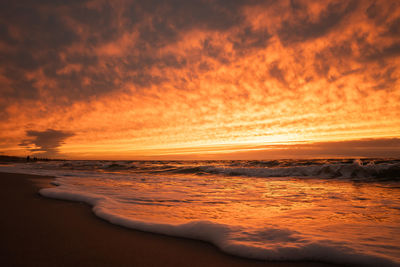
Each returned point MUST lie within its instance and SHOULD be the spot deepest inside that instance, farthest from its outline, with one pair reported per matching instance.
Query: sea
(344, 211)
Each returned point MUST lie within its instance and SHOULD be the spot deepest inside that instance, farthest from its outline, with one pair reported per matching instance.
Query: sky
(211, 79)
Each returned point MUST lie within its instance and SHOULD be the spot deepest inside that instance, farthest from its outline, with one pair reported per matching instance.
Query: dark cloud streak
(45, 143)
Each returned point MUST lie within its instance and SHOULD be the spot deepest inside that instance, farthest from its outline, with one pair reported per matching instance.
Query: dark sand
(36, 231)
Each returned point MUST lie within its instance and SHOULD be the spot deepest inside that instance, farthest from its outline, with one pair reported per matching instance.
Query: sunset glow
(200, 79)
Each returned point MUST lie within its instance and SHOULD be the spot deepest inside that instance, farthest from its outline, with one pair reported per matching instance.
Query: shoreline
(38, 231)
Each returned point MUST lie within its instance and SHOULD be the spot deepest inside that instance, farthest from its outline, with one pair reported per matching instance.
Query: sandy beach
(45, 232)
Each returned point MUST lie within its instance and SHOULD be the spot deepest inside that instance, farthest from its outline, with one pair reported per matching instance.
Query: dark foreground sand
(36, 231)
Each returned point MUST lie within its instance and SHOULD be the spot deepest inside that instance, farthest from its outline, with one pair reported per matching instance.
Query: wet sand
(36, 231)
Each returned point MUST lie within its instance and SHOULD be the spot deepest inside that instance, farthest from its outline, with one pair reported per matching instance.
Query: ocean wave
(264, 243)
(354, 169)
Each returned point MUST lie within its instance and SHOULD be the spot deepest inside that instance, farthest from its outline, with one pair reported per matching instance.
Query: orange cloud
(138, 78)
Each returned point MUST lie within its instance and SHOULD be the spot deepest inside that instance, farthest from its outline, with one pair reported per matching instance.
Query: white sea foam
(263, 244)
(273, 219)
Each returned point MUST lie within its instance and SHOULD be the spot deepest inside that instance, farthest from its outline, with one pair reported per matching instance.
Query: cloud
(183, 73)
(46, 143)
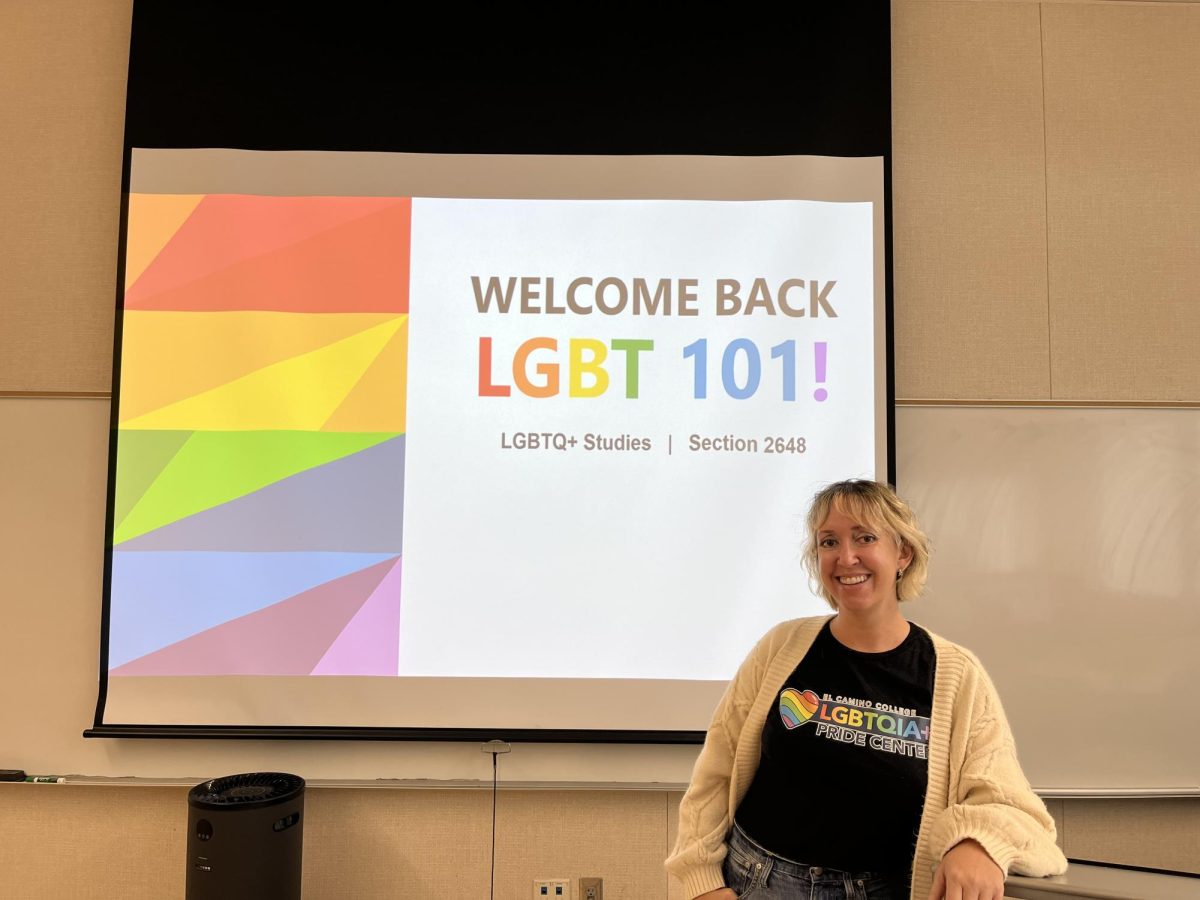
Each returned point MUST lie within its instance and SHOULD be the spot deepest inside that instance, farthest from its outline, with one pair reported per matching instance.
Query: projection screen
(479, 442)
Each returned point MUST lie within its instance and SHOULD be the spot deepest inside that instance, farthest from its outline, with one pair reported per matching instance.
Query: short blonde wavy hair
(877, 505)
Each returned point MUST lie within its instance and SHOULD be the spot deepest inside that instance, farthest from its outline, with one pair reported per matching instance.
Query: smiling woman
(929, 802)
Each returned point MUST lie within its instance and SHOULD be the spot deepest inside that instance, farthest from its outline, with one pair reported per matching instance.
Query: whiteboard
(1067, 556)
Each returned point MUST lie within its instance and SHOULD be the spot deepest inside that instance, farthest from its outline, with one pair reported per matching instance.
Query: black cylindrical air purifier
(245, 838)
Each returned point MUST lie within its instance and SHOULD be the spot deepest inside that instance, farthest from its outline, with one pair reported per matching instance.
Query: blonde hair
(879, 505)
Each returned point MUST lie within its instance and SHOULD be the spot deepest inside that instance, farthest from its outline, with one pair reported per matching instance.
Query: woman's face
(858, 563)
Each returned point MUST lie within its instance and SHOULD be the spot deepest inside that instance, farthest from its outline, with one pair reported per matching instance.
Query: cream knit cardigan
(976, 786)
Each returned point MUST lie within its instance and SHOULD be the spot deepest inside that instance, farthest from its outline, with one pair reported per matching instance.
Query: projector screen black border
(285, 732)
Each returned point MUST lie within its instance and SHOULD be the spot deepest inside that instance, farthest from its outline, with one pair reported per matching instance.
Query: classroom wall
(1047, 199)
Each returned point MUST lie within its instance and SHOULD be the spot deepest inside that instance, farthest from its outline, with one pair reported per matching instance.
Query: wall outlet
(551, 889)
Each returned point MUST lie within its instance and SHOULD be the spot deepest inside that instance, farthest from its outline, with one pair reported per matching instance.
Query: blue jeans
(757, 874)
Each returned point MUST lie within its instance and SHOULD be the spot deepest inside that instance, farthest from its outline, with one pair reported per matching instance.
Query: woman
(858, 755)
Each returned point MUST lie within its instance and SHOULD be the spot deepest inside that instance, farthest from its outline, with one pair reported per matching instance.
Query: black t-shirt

━━━━━━━━━━

Write out the full listing verbatim, excluding its pictures.

* **Reply**:
Each returned point MUST lie within its instance and SHOULD be the spot deepest inside that instance, farthest from its outline, with one pair reported per matching instance.
Query: sea
(344, 211)
Each returned point MUST lie within its instance and SHOULD be the spot deepest inside that instance, farthest from its outline, with one pair reported per matching instance.
Query: sky
(211, 79)
Each returned point MUST lie within its instance and SHOULD be the spot deepest inside that instance, farthest from its outline, with one pair reported per matching instance.
Query: dark cloud streak
(45, 143)
Each returned point MUST lie within its instance and SHOULD be the spot deepest inside that instance, farthest from its outline, with one pair reported per matching instance.
Query: dark sand
(36, 231)
Each returned point MUST lie within its instance and SHOULD be the spot deepest inside that instance, farthest from its outline, with one pair reported per matching instance.
Query: sunset glow
(200, 79)
Each returned point MUST lie within its instance and SHOULD be the spot deepest inside that instance, farthest from its outline, with one pair reported per matching instance.
Query: shoreline
(38, 231)
Each returned point MUST lie within its instance and SHOULD be the spot deepest inside that instance, farthest from its outline, with one pair reported per matching instance.
Query: sandy beach
(45, 232)
Each returned point MUST lie within its instance and SHOULD be the spot deepest inside that instance, farthest from its outline, with one pair reported per matching instance.
Query: dark foreground sand
(36, 231)
Each returned point MUST lie within its instance and SHOULD be the spot deepest inside that instance, farthest from its outline, with one pair reported per matching instance.
Query: wet sand
(36, 231)
Each returned point MUST lie within its instance and SHOULD be the spot deepest inside that instance, farthest from its outline, with one pair reported per matching instance.
Query: ocean wave
(264, 243)
(354, 169)
Each returned point MUST lie within its instance and SHOULD be the spot deepest inside that instance, farthest from its outline, with one pair reported per matching instance.
Query: orange cloud
(138, 78)
Each returned point MUST lie within its instance and SHOULD be the spot deepest inside that instance, farthest from its outline, with one pair reported per matching instance.
Query: white sea foam
(263, 244)
(273, 219)
Each returned point MUST lie within its instance and SHOULD be the spot deepest inside that instance, farthest from its outline, with one pair reported per matching instance.
Query: cloud
(183, 73)
(46, 143)
Each returned point MUST lie within its instance and SHOULD be the spot deepest inside that instance, farthest from its outline, with one pair reported per matching instance.
Query: projection screen
(479, 442)
Each returned point MUST lie within its instance and SHOULD be the spot deepest inside that instance, farthest from its outline, with one pair reported per matching instance.
Query: short blonde wavy hair
(877, 505)
Each returned point MUST lie within its instance and SHOULD be the spot deepest inside that instance, farthest from its outline, with one pair reported per matching instance.
Query: smiling woman
(929, 802)
Each returned point MUST lie within its instance and SHOULD be the spot deepest inside that instance, farthest from its outline, with one pair reported per matching instance.
Query: whiteboard
(1067, 556)
Each returned point MUST lie within its instance and SHOULD be the spot deepest inside that instance, farthest from its outline, with one pair reported per matching instance.
Query: black cylindrical air purifier
(245, 838)
Each returned point MUST lie within its instance and SHOULD be the spot deepest inside that instance, farthest from its outline, with one pair reported per matching instance.
Query: blonde hair
(879, 505)
Each returned point MUST lie within its instance and SHOULD be the spot deepest inside that instance, farthest from its outline, with one pair reported per matching instance.
Query: woman's face
(858, 563)
Each returned point MUST lie within its instance and SHOULD be the spot deepest inside that instance, farthest from its outline, with one pair reported per matching instance.
Query: cream knit cardigan
(976, 786)
Each returned point MUST lie within its instance and SHOULD be the spot deepest inside that instance, farthest from its outline, with one pair reported per matching instance.
Query: projector screen black border
(285, 732)
Each returned point MUST lie within its instance and SHOULD be the spot deepest inside that instance, farthest from its outline, with one pair reported per matching instance.
Query: classroom wall
(1047, 199)
Each returned point MUST lie within its instance and SHOULD be the spot deepest inside that instance, farthest from its outline, with one pair reported per matching instance.
Query: wall outlet
(551, 889)
Each returned point MUST lie within its instance and SHOULD be the spot deepest inside that instance, farthest from its outline, with one pair reported per matching instance.
Query: blue jeans
(757, 874)
Each returned point MUST lie within its instance and SHOULD be the spot deepest inside that instance, farthest from its outline, with one pair reported per matching instance.
Query: woman
(858, 755)
Each returned point MUST lie within its instance and SHOULD be the spot deepest inside that instance, farthest from its outline, with one pair reported per matching instance.
Query: black t-shirt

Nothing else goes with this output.